> **原文摘录**:
- - - -
环境
- Time 2022-11-15
- WSL-Ubuntu 22.04
- Rust 1.65.0
前言
说明
参考:https://raytracing.github.io/books/RayTracingInOneWeekend.html
目标
main 文件中的逻辑越来越多,考虑将其抽象出来,分成多个文件。
hittable.rs
可以相交的物体,抽象成一个接口。
use crate::ray::Ray;
use crate::vector3::{Point3, Vector3};
pub trait Hit {
fn hit(&self, ray: &Ray, min: f64, max: f64) -> Option<HitRecord>;
}
pub struct HitRecord {
pub point: Point3,
pub normal: Vector3,
pub t: f64,
}
sphere.rs
球体相交抽象。
use crate::hittable::{Hit, HitRecord};
use crate::{ray::Ray, vector3::Point3};
pub struct Sphere {
center: Point3,
radius: f64,
}
impl Sphere {
pub fn new(center: Point3, radius: f64) -> Sphere {
Sphere { center, radius }
}
fn nearest(&self, ray: &Ray, temp: Temp) -> Option<HitRecord> {
// 找到最近的点
let a = ray.direction().dot(ray.direction());
let mut t = (-temp.b - temp.sqrt) / a;
if t < temp.min || temp.max < t {
t = (-temp.b + temp.sqrt) / a;
if t < temp.min || temp.max < t {
return None;
}
}
let point = ray.at(t);
let normal = (point - self.center) / self.radius;
Some(HitRecord { t, point, normal })
}
}
impl Hit for Sphere {
fn hit(&self, ray: &Ray, min: f64, max: f64) -> Option<HitRecord> {
// 球心到射线起点的向量,
let oc = ray.origin() - self.center;
let a = ray.direction().dot(ray.direction());
let b = oc.dot(ray.direction());
let c = oc.dot(oc) - self.radius * self.radius;
let discriminant = b * b - a * c;
match discriminant < 0.0 {
true => None,
false => {
let sqrt = discriminant.sqrt();
self.nearest(ray, Temp { sqrt, b, min, max })
- - - -
> **任务说明**:
请逐字返回这篇讲用 Rust 拆分光线追踪代码的原文全文，不做任何改动。 作答时只依据原文，不要借助其他来源。

> **材料摘录**:
- - - -
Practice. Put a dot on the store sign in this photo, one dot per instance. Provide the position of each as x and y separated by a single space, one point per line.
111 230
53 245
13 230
- - - -
> **结果**:
环境
- Time 2022-11-15
- WSL-Ubuntu 22.04
- Rust 1.65.0
前言
说明
参考:https://raytracing.github.io/books/RayTracingInOneWeekend.html
目标
main 文件中的逻辑越来越多,考虑将其抽象出来,分成多个文件。
hittable.rs
可以相交的物体,抽象成一个接口。
use crate::ray::Ray;
use crate::vector3::{Point3, Vector3};
pub trait Hit {
fn hit(&self, ray: &Ray, min: f64, max: f64) -> Option<HitRecord>;
}
pub struct HitRecord {
pub point: Point3,
pub normal: Vector3,
pub t: f64,
}
sphere.rs
球体相交抽象。
use crate::hittable::{Hit, HitRecord};
use crate::{ray::Ray, vector3::Point3};
pub struct Sphere {
center: Point3,
radius: f64,
}
impl Sphere {
pub fn new(center: Point3, radius: f64) -> Sphere {
Sphere { center, radius }
}
fn nearest(&self, ray: &Ray, temp: Temp) -> Option<HitRecord> {
// 找到最近的点
let a = ray.direction().dot(ray.direction());
let mut t = (-temp.b - temp.sqrt) / a;
if t < temp.min || temp.max < t {
t = (-temp.b + temp.sqrt) / a;
if t < temp.min || temp.max < t {
return None;
}
}
let point = ray.at(t);
let normal = (point - self.center) / self.radius;
Some(HitRecord { t, point, normal })
}
}
impl Hit for Sphere {
fn hit(&self, ray: &Ray, min: f64, max: f64) -> Option<HitRecord> {
// 球心到射线起点的向量,
let oc = ray.origin() - self.center;
let a = ray.direction().dot(ray.direction());
let b = oc.dot(ray.direction());
let c = oc.dot(oc) - self.radius * self.radius;
let discriminant = b * b - a * c;
match discriminant < 0.0 {
true => None,
false => {
let sqrt = discriminant.sqrt();
self.nearest(ray, Temp { sqrt, b, min, max })